What is asked:
Copy the lines below word for word, starting with the line that contains "ground, that would be a great help." and going on through the line that contains "234 184 L 230".

-- START --

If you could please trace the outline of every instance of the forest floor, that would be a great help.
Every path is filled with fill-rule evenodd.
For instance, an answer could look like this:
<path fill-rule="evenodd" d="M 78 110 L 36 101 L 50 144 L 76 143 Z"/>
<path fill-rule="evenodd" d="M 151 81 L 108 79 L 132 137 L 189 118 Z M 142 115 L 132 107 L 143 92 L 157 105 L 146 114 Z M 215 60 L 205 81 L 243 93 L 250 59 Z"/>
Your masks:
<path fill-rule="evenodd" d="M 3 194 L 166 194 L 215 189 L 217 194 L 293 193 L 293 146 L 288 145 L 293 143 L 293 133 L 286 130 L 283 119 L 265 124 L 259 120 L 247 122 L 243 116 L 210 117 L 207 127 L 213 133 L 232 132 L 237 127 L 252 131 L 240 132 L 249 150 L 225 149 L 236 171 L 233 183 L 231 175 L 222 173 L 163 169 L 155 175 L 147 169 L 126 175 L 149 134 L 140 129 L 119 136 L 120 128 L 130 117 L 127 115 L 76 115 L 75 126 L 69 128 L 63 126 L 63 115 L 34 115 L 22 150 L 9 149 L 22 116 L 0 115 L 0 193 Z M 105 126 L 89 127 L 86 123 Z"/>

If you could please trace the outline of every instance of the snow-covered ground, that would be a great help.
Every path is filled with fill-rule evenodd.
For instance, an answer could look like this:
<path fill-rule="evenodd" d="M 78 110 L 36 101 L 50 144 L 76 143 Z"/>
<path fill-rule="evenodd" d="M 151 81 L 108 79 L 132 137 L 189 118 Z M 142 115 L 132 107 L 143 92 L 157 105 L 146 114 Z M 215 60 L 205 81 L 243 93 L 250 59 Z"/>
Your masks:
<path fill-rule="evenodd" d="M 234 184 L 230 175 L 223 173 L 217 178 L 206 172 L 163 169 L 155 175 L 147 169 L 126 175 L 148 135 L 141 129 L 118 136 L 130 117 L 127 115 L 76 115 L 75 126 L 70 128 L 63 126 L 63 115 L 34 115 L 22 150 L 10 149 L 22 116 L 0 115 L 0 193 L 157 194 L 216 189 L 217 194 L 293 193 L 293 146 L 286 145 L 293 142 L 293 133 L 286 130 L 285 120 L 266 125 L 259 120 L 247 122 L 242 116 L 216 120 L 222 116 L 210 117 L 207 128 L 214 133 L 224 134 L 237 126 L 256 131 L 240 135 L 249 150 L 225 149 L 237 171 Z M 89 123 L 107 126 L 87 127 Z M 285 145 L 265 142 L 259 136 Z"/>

-- END --
-- START --

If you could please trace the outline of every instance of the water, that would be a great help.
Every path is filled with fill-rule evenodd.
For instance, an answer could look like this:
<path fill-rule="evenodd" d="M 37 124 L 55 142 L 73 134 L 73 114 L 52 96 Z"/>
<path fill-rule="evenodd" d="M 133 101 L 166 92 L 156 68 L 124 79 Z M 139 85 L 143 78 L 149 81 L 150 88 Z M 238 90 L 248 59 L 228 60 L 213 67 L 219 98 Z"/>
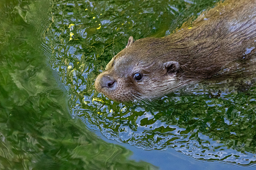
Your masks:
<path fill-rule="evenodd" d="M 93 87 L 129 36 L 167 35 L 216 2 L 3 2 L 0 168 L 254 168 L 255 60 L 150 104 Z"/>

-- END --

Result of this exercise:
If you could please trace the outline of every instance of the snow-covered ground, that would be a great help.
Every path is filled with fill-rule evenodd.
For instance, an answer could look like this:
<path fill-rule="evenodd" d="M 78 110 L 36 101 L 50 144 L 76 143 Z"/>
<path fill-rule="evenodd" d="M 151 81 L 108 79 L 132 137 L 189 118 Z M 142 115 L 132 107 L 143 92 L 157 105 L 146 114 Z M 215 60 L 205 81 L 243 93 L 250 59 Z"/>
Your masks:
<path fill-rule="evenodd" d="M 234 184 L 230 175 L 223 173 L 217 178 L 206 172 L 163 169 L 155 175 L 147 169 L 126 175 L 148 135 L 141 129 L 118 136 L 130 117 L 127 115 L 76 115 L 75 126 L 70 128 L 63 126 L 63 115 L 34 115 L 22 150 L 10 149 L 22 116 L 0 115 L 0 193 L 157 194 L 216 189 L 217 194 L 293 193 L 293 146 L 286 145 L 293 142 L 293 133 L 286 130 L 285 120 L 266 125 L 259 120 L 247 122 L 242 116 L 216 120 L 222 116 L 210 117 L 207 128 L 214 133 L 224 134 L 237 126 L 256 131 L 240 135 L 249 150 L 225 149 L 237 171 Z M 89 123 L 107 126 L 87 127 Z M 285 145 L 265 142 L 259 136 Z"/>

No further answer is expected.